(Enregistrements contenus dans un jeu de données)
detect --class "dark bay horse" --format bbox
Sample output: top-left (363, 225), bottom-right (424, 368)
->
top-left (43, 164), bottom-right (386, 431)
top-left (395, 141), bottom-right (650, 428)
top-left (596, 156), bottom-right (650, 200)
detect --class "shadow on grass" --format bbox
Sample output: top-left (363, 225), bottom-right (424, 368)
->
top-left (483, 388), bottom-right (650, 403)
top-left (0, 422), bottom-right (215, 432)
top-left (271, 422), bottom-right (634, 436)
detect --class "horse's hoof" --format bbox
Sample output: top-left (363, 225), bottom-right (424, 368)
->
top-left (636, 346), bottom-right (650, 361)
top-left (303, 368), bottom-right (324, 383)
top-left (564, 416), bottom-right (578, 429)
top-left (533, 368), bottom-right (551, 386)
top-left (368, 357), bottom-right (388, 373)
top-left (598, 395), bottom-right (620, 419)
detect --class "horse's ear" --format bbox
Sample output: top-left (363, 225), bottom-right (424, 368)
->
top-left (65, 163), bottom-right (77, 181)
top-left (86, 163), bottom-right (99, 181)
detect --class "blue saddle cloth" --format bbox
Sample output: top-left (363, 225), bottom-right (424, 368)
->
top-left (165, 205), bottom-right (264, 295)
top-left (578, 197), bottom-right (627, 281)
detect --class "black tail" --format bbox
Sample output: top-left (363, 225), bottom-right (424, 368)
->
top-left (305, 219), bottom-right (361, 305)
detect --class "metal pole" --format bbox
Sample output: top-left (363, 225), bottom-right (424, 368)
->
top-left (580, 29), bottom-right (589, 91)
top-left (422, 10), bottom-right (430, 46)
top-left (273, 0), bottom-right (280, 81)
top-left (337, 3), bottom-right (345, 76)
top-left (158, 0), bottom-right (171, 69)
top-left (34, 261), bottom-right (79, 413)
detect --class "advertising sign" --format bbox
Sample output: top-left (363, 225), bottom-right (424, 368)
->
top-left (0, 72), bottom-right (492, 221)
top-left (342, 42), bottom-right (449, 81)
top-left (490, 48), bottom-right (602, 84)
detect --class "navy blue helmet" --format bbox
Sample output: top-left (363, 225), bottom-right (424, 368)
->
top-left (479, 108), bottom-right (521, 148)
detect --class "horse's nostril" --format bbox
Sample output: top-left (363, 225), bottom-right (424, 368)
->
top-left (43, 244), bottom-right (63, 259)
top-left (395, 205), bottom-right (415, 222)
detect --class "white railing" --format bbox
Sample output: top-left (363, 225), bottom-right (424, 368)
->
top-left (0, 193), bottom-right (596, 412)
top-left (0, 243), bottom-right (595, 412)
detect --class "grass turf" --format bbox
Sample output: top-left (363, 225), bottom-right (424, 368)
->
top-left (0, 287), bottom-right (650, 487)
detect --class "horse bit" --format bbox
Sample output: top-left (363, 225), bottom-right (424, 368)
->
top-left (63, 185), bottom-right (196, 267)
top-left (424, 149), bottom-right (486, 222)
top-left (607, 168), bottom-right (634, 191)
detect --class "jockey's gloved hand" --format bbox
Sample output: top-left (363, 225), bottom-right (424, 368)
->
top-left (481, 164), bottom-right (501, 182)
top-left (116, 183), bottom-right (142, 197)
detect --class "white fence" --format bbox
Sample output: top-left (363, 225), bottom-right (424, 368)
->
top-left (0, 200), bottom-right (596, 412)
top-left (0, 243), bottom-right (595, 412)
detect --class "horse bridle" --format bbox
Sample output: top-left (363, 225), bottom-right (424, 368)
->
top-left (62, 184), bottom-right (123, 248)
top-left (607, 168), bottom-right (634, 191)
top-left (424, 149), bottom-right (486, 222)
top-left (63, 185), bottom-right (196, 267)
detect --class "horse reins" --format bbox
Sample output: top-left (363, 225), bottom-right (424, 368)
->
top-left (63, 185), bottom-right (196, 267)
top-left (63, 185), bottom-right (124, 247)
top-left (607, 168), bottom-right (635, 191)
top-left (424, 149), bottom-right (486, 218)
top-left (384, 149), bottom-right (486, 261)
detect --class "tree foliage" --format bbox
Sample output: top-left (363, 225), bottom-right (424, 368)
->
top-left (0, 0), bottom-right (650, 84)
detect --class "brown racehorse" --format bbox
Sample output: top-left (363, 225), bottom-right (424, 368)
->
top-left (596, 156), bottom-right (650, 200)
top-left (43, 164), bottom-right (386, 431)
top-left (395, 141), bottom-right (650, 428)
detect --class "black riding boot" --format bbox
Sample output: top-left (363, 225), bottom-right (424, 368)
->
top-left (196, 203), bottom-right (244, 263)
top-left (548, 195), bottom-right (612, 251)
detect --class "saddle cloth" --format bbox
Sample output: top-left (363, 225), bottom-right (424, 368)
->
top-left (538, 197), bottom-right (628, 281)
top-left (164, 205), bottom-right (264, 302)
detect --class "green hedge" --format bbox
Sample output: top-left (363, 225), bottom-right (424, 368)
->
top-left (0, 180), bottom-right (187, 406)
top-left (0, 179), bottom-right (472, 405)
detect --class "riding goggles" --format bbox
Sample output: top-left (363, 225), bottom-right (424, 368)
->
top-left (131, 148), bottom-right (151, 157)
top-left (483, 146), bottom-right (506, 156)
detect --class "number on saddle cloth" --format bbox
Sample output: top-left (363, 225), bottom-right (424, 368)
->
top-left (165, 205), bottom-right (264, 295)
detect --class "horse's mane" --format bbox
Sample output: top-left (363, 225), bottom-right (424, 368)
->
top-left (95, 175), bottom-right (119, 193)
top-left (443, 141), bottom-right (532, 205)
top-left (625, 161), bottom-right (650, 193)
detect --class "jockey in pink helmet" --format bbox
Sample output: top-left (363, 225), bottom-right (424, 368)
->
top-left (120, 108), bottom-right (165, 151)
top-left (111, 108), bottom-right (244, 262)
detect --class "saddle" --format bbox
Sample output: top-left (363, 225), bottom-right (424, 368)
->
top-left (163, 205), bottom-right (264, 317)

## PETIT PROBLÈME
Relève toutes les lignes ci-dessus où figure le mot « riding », et recopie-les.

## RÉSULTAT DE L'EXERCICE
detect --class "black riding boot" --format bbox
detect --class "riding goggles" --format bbox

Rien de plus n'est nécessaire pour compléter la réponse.